## [INSTRUCTIONS TO FOLLOW]
Reproduce the records below in their entirety, character for character.
* * * * * * * * *
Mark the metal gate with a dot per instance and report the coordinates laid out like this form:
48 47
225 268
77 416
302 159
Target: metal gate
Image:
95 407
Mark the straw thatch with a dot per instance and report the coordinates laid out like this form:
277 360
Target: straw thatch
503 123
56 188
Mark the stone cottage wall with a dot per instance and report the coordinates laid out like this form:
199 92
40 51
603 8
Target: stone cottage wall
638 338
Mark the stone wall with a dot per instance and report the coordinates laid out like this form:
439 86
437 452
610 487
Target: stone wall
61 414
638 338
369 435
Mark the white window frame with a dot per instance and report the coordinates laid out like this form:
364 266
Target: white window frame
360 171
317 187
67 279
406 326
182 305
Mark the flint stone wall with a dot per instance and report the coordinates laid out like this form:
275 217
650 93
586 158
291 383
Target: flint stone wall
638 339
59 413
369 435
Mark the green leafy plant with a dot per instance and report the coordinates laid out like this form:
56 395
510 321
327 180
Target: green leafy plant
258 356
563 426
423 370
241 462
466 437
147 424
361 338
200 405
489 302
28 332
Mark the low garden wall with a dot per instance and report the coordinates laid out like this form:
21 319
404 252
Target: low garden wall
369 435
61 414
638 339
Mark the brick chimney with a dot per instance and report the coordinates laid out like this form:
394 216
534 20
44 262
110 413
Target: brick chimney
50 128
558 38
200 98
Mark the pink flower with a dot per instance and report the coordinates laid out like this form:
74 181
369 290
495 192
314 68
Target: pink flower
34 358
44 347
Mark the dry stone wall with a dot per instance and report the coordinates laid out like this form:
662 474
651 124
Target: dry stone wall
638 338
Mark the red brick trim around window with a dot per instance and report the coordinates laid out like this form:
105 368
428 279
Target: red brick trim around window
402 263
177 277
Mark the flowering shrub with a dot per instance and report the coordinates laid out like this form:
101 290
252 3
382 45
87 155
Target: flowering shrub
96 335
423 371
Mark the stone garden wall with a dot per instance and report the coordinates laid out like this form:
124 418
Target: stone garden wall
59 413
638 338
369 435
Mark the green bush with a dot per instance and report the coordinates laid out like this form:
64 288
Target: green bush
* * * * * * * * *
## [CORRECT RESULT]
Mark the metal gate with a dot per instance and report the coordinates laid out like this form:
48 47
225 268
77 416
302 159
Target: metal gate
Image:
95 407
Mark the straw thatch with a dot per instance and report the coordinates laid out like this form:
277 360
Target: straw thatch
503 123
56 188
Mark the stone cottage wall with a dot per instance and report the coordinates laid out like this form:
199 92
40 51
603 8
Target: stone cottage wall
638 338
Mark the stone wall with a dot per instance and report the coordinates laid out like this form:
439 86
437 452
610 487
Target: stone wall
61 414
638 338
369 435
Mark the white window frame with a dot per instance and report the coordinates laid out like this form:
364 266
Target: white window frame
360 171
317 187
67 279
406 326
182 305
Mark the flint stone wall with a dot per instance and report the coordinates laid out like this form:
275 217
650 93
586 158
291 383
Target: flint stone wall
638 339
59 413
369 435
Mark the green leafy plant with a dot per instance and report the coordinates laid out like this form:
56 395
510 321
327 180
Target: green leafy plant
258 356
563 426
423 370
241 462
466 437
147 424
361 338
200 405
489 302
28 332
Mark the low garden wall with a dot per instance and report the coordinates laid out like this form:
21 319
404 252
Target: low garden wall
369 435
61 414
638 339
Mark the brick chimney with a dot per instance and report the coordinates laid out like this form:
394 216
534 20
44 262
110 413
Target: brick chimney
50 128
558 38
200 98
Mark the pink flower with a dot per instance and report the coordinates laid out like this form:
74 181
369 290
495 192
314 68
Target: pink flower
34 358
44 347
Mark the dry stone wall with a dot per instance and report the coordinates laid out like this form:
662 474
651 124
Target: dry stone wall
638 338
Mark the red brick trim around window with a dot per instance and report the coordinates laid out like this form:
105 368
428 279
Target: red brick trim around window
402 263
177 277
Mark the flowering shrub with a dot per instance and report the coordinates laid out like this form:
101 290
252 3
382 45
87 155
Target: flowering shrub
96 335
423 371
Mark the stone garden wall with a dot per instance and report the coordinates laid out like this form:
124 418
Target: stone garden wall
59 413
638 338
369 435
Mark the green bush with a dot per instance and report the coordinates laid out like this form:
64 288
Target: green bush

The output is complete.